> **SUPPLIED DATA**
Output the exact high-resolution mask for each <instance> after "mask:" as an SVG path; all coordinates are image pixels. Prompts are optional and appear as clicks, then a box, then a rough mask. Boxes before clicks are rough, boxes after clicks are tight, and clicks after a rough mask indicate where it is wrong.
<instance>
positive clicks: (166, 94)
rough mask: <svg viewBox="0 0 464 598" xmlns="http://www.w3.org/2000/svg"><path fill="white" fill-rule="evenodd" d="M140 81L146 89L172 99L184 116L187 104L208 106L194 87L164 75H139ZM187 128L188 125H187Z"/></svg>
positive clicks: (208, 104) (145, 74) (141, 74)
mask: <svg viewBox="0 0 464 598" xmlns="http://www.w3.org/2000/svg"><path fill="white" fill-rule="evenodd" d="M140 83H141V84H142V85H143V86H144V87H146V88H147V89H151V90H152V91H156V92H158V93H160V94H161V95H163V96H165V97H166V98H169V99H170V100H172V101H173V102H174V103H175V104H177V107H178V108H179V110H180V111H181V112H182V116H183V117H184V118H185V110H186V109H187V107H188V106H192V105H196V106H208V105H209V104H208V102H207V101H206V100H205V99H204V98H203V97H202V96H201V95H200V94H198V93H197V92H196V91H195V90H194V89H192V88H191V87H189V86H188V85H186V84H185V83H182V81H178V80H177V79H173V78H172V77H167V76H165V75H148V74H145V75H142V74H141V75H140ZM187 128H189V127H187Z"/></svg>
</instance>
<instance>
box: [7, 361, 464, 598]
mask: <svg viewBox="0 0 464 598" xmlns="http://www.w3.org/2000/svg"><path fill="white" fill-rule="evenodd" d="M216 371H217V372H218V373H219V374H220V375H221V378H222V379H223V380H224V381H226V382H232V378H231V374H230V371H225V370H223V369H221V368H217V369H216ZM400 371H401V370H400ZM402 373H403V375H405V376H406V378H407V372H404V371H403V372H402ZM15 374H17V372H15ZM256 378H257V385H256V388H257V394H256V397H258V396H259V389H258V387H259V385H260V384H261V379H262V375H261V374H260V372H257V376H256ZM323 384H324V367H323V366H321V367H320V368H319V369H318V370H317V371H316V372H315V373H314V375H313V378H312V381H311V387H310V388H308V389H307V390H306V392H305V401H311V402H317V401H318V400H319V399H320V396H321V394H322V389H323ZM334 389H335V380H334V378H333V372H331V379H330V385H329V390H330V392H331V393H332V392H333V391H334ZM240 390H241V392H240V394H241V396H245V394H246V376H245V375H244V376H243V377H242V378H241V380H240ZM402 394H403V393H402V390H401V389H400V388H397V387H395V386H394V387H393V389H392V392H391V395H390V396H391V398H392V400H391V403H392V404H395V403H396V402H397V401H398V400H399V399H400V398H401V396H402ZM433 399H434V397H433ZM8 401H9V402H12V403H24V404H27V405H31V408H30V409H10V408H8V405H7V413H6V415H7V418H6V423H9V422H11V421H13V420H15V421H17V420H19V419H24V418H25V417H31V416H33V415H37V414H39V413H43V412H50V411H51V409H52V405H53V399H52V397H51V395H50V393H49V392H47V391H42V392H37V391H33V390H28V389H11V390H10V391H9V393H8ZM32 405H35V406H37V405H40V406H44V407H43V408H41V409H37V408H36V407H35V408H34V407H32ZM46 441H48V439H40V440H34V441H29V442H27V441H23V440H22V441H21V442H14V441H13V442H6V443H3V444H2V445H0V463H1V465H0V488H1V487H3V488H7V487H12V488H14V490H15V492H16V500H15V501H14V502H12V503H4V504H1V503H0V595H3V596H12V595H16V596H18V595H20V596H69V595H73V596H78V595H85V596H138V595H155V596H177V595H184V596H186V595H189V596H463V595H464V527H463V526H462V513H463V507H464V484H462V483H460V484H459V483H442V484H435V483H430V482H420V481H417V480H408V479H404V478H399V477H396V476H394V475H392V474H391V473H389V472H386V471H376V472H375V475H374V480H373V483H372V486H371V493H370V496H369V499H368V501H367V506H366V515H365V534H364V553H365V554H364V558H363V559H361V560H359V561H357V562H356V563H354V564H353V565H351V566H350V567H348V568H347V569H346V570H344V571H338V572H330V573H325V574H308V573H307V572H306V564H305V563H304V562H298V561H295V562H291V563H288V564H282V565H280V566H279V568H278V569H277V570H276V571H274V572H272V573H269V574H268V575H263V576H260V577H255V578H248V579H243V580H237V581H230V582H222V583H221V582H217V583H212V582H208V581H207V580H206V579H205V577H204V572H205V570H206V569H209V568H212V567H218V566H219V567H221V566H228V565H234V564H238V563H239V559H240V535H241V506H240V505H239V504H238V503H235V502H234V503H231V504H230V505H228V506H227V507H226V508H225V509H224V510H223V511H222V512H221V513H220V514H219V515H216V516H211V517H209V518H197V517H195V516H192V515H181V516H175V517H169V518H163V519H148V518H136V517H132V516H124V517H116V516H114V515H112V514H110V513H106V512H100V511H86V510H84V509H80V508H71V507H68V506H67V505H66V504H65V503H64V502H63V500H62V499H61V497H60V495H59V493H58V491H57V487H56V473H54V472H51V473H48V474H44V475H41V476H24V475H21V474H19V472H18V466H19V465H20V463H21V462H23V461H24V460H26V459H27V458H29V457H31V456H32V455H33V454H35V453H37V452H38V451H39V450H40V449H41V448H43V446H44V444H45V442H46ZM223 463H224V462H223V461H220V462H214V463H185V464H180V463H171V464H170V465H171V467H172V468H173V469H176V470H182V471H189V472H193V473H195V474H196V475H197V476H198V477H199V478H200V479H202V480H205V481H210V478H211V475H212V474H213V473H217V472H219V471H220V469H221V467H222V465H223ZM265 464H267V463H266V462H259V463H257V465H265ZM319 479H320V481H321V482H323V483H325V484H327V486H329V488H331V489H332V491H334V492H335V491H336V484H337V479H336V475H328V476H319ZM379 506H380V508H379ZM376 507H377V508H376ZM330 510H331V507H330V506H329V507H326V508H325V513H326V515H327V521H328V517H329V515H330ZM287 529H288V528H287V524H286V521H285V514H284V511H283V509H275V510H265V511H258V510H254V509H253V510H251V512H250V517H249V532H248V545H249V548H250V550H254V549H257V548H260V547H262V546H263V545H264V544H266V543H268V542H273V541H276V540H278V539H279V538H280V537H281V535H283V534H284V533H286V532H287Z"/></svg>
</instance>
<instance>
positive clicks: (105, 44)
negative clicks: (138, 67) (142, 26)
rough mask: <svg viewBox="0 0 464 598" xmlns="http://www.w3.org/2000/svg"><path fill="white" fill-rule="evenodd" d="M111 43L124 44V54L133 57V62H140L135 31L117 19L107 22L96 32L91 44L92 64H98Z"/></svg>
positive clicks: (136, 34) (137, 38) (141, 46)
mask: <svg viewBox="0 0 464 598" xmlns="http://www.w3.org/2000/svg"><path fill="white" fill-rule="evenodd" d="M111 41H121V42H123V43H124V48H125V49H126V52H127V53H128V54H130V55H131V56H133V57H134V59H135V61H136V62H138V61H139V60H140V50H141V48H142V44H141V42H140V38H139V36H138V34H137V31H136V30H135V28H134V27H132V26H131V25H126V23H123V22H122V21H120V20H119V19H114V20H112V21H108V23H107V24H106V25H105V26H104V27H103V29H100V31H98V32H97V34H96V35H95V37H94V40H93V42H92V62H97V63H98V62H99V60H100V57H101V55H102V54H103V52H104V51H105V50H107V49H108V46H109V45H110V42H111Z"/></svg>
---
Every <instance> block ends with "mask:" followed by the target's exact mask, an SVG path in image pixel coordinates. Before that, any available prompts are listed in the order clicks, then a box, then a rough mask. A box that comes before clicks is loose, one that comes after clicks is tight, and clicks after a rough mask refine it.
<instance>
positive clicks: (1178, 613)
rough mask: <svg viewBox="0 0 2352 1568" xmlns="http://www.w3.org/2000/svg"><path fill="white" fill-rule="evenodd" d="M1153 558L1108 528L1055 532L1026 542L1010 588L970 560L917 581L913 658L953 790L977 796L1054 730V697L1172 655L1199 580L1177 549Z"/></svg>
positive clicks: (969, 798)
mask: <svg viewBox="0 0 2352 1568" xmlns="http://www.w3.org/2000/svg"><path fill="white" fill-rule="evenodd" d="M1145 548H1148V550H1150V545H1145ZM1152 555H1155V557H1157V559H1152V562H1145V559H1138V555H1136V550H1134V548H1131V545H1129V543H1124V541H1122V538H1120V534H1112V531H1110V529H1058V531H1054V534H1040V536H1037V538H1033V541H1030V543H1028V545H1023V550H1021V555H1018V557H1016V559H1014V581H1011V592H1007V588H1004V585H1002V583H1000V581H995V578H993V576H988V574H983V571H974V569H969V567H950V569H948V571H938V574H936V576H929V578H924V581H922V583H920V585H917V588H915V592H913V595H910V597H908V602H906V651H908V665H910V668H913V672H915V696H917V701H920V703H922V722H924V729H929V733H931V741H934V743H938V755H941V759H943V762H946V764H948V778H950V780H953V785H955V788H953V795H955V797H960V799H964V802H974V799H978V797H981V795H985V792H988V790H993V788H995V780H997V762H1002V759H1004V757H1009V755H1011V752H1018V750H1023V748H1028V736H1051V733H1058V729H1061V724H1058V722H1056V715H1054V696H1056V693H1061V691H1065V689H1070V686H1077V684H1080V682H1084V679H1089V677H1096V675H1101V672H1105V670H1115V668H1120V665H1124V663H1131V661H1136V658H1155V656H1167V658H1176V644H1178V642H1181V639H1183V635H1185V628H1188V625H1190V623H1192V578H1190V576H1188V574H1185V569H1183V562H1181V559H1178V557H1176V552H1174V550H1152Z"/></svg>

> **TASK INSTRUCTIONS**
Would you please copy, word for word, everything above from the line containing "negative clicks: (138, 67) (142, 26)" down to the line containing "43L124 44V54L133 57V62H140L135", those two lines included?

> **REPLY TO THE EXERCISE**
negative clicks: (138, 67) (142, 26)
rough mask: <svg viewBox="0 0 464 598" xmlns="http://www.w3.org/2000/svg"><path fill="white" fill-rule="evenodd" d="M111 43L124 44V54L133 57V62H140L135 31L117 19L107 22L96 32L91 44L92 64H98Z"/></svg>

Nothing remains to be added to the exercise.